# Luces alternantes



## JesusFG (Jun 2, 2006)

Buenos días a todos!
Os planteo mi problema:
Necesito montar dos focos halógenos (12v 50w cada uno), de forma que cuando uno se enciende, el otro se apague, y así sucesivamente, vamos, una alternancia de luces.

Alguno de ustedes sabría de algún esquema que tengan por ahí, o me podría dar idea de cómo hacerlo?

Un saludo y gracias!!!


----------



## MaMu (Jun 2, 2006)

JesusFG dijo:
			
		

> Buenos días a todos!
> Os planteo mi problema:
> Necesito montar dos focos halógenos (12v 50w cada uno), de forma que cuando uno se enciende, el otro se apague, y así sucesivamente, vamos, una alternancia de luces.
> 
> ...



Utiliza un interruptor bipolar con punto medio. En el punto medio va la tension (tambien es el OFF para pagar todo), y en los extremos uno a cada lampara, y listo.

Saludos.


----------



## JesusFG (Jun 2, 2006)

Mamu, gracias por tu respuesta, pero lo que busco es un circuito que haga destellar las luces alternativamente a modo de baliza (entiendo que lo que tú me sugieres es un interruptor-conmutador de tres posiciones, no?)


----------



## tiopepe123 (Jun 2, 2006)

http://www.epanorama.net/links/lights.html


----------



## Ehecatl (Jun 2, 2006)

Un circuito oscilador con un 555, seguido con una Flip Flop tipo D retrolimentado a la entrada D la salida Q negada.
En la salida Q conectas una de las lámparas, yo creo que a través de un relevador y en la salida Q negada la otra lámpara.
Q y Q negada siempre están en estados complementarios, es decir si una está en 1 la otra está en O y viceversa.


----------



## thors (Sep 12, 2006)

me imagino que es para usarlo en automovil 
entonces por que no pruebas usando un rele del que usa las luces de señalizacion


----------



## Guille DJ (Sep 17, 2006)

usa un multivibrador astable solo lleva 6 u 8 omponentes mas el par de reles para cada lampara, no tiene mucha complicacion y si le pones un potenciometro doble le puedes variar la velocidad a ambas luces por iwal si usas dos potes varias la velocidad de cada una por independiente, hay un post por ahi en el que le explico al chaval omo funciona el multivibrador y que debe hacer y tre los esquemas aver si puedo te dejo el link.

un saludo


----------



## Guille DJ (Sep 17, 2006)

https://www.forosdeelectronica.com/about5332.html

ahi te dejo el post que te comente miralo y ya nos cuentas..


un saludo


----------

Consignas:
- A) Transcribe fielmente el fragmento del hilo sobre luces alternantes, todo lo que va desde "En la salida Q conectas" hasta "O y viceversa.".
- B) Responde brevemente, a partir del hilo sobre luces alternantes:
(i) ¿Qué potencia tiene cada uno de los focos halógenos que se quieren montar?
(ii) ¿Con qué integrado propone Ehecatl construir el circuito oscilador?
(iii) Según Guille DJ, ¿qué se puede variar en ambas luces al añadir un potenciómetro doble?

Listado de datos:

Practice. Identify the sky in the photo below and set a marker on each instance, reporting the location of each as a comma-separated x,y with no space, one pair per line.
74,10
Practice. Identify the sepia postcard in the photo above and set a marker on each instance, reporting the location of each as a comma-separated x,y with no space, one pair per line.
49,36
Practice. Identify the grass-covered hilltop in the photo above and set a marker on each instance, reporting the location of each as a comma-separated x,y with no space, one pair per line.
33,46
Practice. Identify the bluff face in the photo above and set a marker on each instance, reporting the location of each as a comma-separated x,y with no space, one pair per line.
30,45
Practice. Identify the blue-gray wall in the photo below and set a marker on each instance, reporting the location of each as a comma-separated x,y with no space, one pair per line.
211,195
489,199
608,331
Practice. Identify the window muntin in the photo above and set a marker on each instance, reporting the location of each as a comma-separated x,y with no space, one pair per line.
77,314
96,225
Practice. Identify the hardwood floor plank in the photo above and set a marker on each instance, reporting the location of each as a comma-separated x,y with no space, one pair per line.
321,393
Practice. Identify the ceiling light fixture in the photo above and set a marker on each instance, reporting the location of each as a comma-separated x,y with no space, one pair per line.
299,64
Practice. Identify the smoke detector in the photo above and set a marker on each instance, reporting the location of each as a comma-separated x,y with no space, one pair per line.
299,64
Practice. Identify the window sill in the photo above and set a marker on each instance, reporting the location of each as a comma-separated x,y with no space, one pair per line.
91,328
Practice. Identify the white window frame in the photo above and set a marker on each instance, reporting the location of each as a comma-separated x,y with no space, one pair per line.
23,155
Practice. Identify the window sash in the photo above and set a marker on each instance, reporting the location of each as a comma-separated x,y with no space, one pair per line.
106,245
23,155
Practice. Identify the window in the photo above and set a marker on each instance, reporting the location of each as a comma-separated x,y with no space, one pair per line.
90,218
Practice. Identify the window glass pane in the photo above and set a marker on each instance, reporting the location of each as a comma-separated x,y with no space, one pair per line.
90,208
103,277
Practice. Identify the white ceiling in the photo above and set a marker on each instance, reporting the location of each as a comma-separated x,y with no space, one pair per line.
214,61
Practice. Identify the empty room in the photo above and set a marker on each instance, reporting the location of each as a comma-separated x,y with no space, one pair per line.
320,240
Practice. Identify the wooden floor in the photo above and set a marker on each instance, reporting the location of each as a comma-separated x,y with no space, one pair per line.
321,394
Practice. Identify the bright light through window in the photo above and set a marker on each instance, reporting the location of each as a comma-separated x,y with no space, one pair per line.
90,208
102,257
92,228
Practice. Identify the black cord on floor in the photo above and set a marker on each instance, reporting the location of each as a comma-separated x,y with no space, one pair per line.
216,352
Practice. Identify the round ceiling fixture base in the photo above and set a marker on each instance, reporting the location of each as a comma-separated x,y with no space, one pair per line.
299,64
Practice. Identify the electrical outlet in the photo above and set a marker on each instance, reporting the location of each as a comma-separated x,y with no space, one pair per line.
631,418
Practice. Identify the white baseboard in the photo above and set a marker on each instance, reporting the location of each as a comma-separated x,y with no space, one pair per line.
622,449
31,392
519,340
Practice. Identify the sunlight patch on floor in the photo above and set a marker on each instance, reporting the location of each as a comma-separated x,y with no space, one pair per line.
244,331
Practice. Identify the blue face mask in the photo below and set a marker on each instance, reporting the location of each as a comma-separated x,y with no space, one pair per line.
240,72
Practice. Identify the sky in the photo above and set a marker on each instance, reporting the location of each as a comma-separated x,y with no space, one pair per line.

Respuestas esperadas:
- A)
En la salida Q conectas una de las lámparas, yo creo que a través de un relevador y en la salida Q negada la otra lámpara.
Q y Q negada siempre están en estados complementarios, es decir si una está en 1 la otra está en O y viceversa.

- B)
(i) 50 W (son focos de 12 V y 50 W).
(ii) Con un 555.
(iii) La velocidad.